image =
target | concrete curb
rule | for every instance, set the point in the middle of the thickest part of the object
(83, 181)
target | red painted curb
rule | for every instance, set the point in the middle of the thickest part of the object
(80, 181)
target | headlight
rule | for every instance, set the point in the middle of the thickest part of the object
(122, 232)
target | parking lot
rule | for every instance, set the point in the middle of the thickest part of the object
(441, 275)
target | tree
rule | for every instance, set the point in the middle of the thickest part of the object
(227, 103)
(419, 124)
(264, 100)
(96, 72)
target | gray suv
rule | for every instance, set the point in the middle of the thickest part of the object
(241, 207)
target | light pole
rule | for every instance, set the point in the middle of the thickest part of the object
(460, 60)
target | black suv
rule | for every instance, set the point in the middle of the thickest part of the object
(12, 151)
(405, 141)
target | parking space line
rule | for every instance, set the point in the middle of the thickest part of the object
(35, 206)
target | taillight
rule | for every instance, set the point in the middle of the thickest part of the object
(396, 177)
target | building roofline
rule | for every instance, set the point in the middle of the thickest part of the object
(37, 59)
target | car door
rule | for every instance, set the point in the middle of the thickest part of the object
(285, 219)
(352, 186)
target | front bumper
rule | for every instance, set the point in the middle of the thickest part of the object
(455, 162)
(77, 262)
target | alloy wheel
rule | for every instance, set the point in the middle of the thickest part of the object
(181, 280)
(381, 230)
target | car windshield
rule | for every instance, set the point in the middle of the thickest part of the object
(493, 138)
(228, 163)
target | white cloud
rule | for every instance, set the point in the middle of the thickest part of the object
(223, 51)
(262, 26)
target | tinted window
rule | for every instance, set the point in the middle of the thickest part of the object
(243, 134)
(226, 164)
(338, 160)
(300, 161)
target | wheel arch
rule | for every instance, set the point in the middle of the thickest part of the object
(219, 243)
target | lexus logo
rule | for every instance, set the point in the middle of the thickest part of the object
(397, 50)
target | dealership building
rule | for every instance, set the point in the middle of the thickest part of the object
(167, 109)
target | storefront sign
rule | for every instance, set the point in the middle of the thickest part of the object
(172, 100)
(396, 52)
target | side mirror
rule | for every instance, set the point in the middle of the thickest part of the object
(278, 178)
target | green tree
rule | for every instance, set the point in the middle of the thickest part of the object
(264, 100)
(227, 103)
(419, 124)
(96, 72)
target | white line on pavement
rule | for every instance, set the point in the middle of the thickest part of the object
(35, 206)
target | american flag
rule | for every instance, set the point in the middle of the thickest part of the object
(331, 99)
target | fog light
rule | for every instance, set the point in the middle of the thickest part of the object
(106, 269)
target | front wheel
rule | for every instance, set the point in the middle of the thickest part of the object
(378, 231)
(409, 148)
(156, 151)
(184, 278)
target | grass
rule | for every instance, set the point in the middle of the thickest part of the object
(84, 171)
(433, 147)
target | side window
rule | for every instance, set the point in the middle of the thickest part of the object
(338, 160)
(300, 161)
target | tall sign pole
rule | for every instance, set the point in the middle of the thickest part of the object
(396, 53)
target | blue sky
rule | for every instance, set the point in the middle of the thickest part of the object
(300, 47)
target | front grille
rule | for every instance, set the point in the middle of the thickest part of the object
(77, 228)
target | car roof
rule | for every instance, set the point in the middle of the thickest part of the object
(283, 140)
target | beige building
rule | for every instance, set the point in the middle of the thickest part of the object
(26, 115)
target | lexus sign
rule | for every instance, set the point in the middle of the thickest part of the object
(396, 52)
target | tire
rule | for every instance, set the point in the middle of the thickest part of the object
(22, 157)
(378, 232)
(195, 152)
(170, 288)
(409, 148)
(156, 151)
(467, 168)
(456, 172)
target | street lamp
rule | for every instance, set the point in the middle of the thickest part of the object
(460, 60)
######
Write out again the items from the line with "target | beige building" through the end of the items, requests included, and offset every coordinate in the answers by adding 90.

target | beige building
rule | for every instance, set the point in the middle of the thickest part of the object
(116, 205)
target | lexus sign
rule | for every instance, set the point in the middle of the thickest part of the object
(486, 142)
target | tire
rule | for every instance, set the point in the middle of the thickest part of the object
(112, 247)
(468, 322)
(285, 242)
(260, 378)
(499, 238)
(246, 241)
(557, 258)
(546, 262)
target | street lamp
rule | for every instance, set the point in the middle of the thickest part of the object
(550, 150)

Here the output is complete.